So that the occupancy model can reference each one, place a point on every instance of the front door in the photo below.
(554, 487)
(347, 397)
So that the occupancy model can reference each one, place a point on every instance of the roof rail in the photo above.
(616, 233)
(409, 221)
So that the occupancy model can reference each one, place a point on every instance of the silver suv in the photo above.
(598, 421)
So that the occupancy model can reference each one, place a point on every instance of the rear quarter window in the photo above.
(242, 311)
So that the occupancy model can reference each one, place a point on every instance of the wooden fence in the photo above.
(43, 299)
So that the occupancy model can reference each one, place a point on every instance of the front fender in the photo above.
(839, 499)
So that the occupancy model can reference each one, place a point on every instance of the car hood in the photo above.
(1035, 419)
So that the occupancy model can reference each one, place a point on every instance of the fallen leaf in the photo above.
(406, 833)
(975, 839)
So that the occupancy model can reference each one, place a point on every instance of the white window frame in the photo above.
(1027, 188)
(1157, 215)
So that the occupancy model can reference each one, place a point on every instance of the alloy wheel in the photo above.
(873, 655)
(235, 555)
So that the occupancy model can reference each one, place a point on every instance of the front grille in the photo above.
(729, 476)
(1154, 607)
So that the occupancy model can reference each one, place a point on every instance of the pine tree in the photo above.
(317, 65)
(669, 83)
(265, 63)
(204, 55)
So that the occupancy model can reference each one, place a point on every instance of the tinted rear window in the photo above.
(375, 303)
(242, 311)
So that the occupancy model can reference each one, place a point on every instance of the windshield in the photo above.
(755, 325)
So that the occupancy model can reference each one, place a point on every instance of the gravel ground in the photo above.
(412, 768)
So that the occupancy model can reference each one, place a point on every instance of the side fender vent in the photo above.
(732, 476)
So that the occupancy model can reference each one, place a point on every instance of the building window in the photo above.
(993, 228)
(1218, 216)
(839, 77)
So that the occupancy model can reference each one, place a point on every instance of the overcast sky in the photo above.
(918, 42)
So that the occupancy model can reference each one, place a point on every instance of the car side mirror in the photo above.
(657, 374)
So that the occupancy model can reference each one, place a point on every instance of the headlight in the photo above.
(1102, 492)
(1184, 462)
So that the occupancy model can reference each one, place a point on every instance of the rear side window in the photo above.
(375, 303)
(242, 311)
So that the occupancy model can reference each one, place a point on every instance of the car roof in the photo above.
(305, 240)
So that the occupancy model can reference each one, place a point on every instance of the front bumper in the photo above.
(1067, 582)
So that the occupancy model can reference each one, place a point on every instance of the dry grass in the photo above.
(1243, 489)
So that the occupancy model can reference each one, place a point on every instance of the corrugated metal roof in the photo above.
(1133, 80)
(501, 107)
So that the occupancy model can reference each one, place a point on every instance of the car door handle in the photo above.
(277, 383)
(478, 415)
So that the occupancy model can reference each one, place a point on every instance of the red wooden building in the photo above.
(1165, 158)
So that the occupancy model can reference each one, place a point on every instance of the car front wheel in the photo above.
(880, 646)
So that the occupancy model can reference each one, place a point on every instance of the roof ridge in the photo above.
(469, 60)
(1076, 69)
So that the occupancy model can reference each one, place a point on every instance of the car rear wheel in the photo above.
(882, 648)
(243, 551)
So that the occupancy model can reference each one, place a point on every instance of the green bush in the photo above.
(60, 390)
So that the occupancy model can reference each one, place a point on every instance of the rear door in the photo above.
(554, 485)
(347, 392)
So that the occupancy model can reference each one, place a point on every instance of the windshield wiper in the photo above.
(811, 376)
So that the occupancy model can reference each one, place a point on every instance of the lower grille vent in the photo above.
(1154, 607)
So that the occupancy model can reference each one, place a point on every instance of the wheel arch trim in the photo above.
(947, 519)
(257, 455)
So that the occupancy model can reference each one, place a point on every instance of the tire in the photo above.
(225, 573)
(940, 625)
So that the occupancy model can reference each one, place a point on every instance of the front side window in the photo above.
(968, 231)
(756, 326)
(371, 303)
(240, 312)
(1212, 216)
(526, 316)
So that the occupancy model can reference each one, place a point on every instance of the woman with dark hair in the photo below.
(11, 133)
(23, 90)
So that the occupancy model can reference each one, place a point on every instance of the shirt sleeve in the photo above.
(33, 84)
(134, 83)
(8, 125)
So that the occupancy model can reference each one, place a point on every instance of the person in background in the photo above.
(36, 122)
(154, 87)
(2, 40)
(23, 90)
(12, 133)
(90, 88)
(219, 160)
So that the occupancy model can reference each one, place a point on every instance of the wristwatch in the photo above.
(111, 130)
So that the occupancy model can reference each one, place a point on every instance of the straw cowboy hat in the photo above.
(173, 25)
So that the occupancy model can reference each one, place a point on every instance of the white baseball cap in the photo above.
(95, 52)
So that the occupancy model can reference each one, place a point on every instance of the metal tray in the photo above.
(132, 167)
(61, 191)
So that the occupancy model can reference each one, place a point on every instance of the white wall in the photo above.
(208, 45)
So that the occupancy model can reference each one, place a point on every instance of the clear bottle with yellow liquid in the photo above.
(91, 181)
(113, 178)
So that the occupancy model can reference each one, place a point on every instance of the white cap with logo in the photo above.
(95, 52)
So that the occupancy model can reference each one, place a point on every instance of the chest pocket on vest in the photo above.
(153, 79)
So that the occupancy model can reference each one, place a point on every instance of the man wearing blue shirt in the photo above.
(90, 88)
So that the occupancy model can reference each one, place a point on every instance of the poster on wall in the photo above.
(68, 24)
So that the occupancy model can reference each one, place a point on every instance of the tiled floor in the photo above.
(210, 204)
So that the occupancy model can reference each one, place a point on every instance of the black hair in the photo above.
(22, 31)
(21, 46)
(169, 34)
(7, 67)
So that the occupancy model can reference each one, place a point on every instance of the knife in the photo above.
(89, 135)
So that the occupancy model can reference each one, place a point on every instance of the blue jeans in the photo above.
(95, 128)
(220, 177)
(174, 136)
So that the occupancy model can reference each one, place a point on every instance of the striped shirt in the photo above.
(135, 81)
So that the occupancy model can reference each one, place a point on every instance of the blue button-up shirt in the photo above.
- - -
Extract each entry in full and write it down exactly.

So that the occupancy model can reference each one, place a point on every instance of the front door in the photo below.
(554, 487)
(347, 397)
So that the occupancy model can reference each one, place a point on every instance of the roof rail in the photo above.
(616, 233)
(409, 221)
So that the occupancy model can reference each one, place a point on every instance of the silver suv in the photo above.
(598, 421)
So that the occupancy model can reference each one, place a point on every instance of the rear quarter window in the photo above.
(242, 311)
So that the occupancy model can reference each one, place a point on every instance of the wooden fence in the photo above.
(43, 299)
So that the occupancy model can reference each one, place a point on every instance of the front fender in the photo above.
(839, 499)
So that the occupancy model can reference each one, place a point on every instance of the car hood in the photo above.
(1035, 419)
So that the occupancy model can reference each one, place a point on every instance of the fallen leaf in the photo above.
(406, 833)
(975, 839)
So that the occupancy model can reference each one, place a point on every instance of the white window frame in the photo above.
(1027, 188)
(1157, 215)
So that the occupancy model can reference each one, place a point on every instance of the alloy wheel in the photo above.
(873, 655)
(235, 555)
So that the occupancy model can reference each one, place a point on every instance of the front grille in the photo above.
(729, 476)
(1154, 607)
So that the occupancy model can reference each one, place a point on every instance of the pine tree in the photo above.
(317, 65)
(669, 83)
(265, 63)
(204, 55)
So that the occupancy model can reference each one, place a point on every instance of the tinted rear window in the photo above.
(375, 303)
(242, 311)
So that the occupancy model can reference each one, place a point on every instance of the windshield in the photo above.
(755, 325)
So that the occupancy model can reference each one, place a point on every instance of the gravel ground in the photo above.
(412, 768)
So that the occupancy model can reference each one, place a point on every instance of the side fender vent in the photo above.
(732, 476)
So that the occupancy model can reference each one, place a point on every instance of the building window in the photo above.
(993, 228)
(1218, 216)
(839, 77)
So that the occupancy model can reference each one, place a point on every instance of the overcast sky in the photo above.
(918, 42)
So that the occupancy model can reference each one, place a point on every instance of the car side mirror in the photo above.
(657, 374)
So that the occupancy model can reference each one, place a point on every instance of the headlight in the photo above.
(1102, 492)
(1184, 462)
So that the occupancy model can reference each one, place a point on every instance of the rear side window in the photo above.
(375, 303)
(242, 311)
So that the occupancy model can reference each one, place a point on every instance of the car roof in the photo above.
(305, 240)
So that the occupancy model can reference each one, place a point on every instance of the front bumper in the photo above.
(1067, 582)
So that the occupancy model can reference each one, place a point on every instance of the dry grass in the photo above.
(1243, 489)
So that the occupancy model can reference each one, place a point on every instance of the corrugated metal roof in the photo above.
(1133, 80)
(501, 107)
So that the occupancy model can reference each one, place a point on every instance of the car door handle in the photo above.
(277, 383)
(478, 415)
So that the occupancy model can reference each one, place a point on every instance of the red wooden building in the photo above.
(1165, 158)
So that the occupancy model can reference each one, place a point on every instance of the car front wheel in the photo above.
(880, 646)
So that the occupancy model can reference each one, place a point on every instance of the roof ridge in the photo above.
(469, 60)
(1076, 69)
So that the occupancy model can reference each one, place a point on every instance of the car rear wheel in the photo above.
(882, 648)
(243, 551)
So that the occupancy model can reference each one, place a point on every instance of the green bush in the photo above.
(60, 390)
So that the occupancy model can reference each one, place a point on every instance of the rear door in the photo above.
(554, 485)
(347, 392)
So that the occupancy model can reference each one, place a point on every instance of the windshield wiper in the photo above.
(811, 376)
So that the occupancy model can reference each one, place a point on every instance of the lower grille vent in the photo above.
(1154, 607)
So that the occupancy model can reference each one, place a point on every instance of the wheel arch trim in the photo above.
(947, 519)
(257, 455)
So that the occupancy model can reference each one, place a point on every instance of the tire in the photo above.
(225, 573)
(940, 625)
So that the occupancy model can reference each one, place a point on every instance of the front side window in the photo above.
(968, 231)
(756, 326)
(371, 303)
(240, 312)
(1212, 216)
(526, 316)
So that the occupancy model can reference each one, place a point on every instance of the woman with dark hair in the photo below.
(11, 133)
(23, 90)
So that the occupancy model can reference each one, place a point on every instance of the shirt sleeve in the photo above.
(33, 84)
(134, 83)
(8, 125)
So that the occupancy model can reference each one, place a point on every instance of the person in background in the photo above.
(36, 122)
(154, 87)
(2, 40)
(23, 90)
(12, 133)
(90, 88)
(219, 160)
So that the occupancy model can reference each one, place a point on every instance of the wristwatch in the photo above.
(111, 130)
So that the occupancy model can reference each one, place a point on every instance of the straw cowboy hat in the photo above.
(173, 25)
So that the occupancy model can reference each one, place a point on every instance of the white baseball cap in the photo above.
(95, 52)
So that the occupancy model can reference each one, place a point on every instance of the metal tray in the photo above.
(132, 167)
(61, 191)
So that the occupancy model can reference each one, place a point on every instance of the white wall in the photo above.
(208, 45)
So that the occupancy model can reference each one, place a point on every instance of the clear bottle with yellow liquid in the photo above.
(91, 181)
(113, 178)
So that the occupancy model can reference each one, place a point on every instance of the white cap with logo in the photo above.
(95, 52)
So that the occupancy model can reference each one, place a point on every instance of the chest pocket on vest in the photo above.
(153, 79)
So that the occupancy model can reference each one, place a point on every instance of the man wearing blue shirt in the photo above.
(90, 88)
So that the occupancy model can reference each one, place a point on every instance of the poster on wall in the photo above.
(68, 24)
So that the occupancy model can reference each one, place a point on every instance of the tiled floor in the photo above.
(210, 204)
So that the occupancy model can reference each one, place a point on every instance of the black hair in the photo above.
(22, 31)
(21, 46)
(169, 34)
(7, 67)
So that the occupancy model can reference each one, place a point on every instance of the knife in the photo above.
(89, 135)
So that the occupancy model can reference each one, place a point on every instance of the blue jeans in the photo above.
(95, 128)
(220, 177)
(174, 136)
So that the occupancy model can reference each one, place a point on every instance of the striped shirt in the photo above.
(135, 81)
So that the occupancy model can reference each one, place a point on every instance of the blue button-up shirt in the photo above.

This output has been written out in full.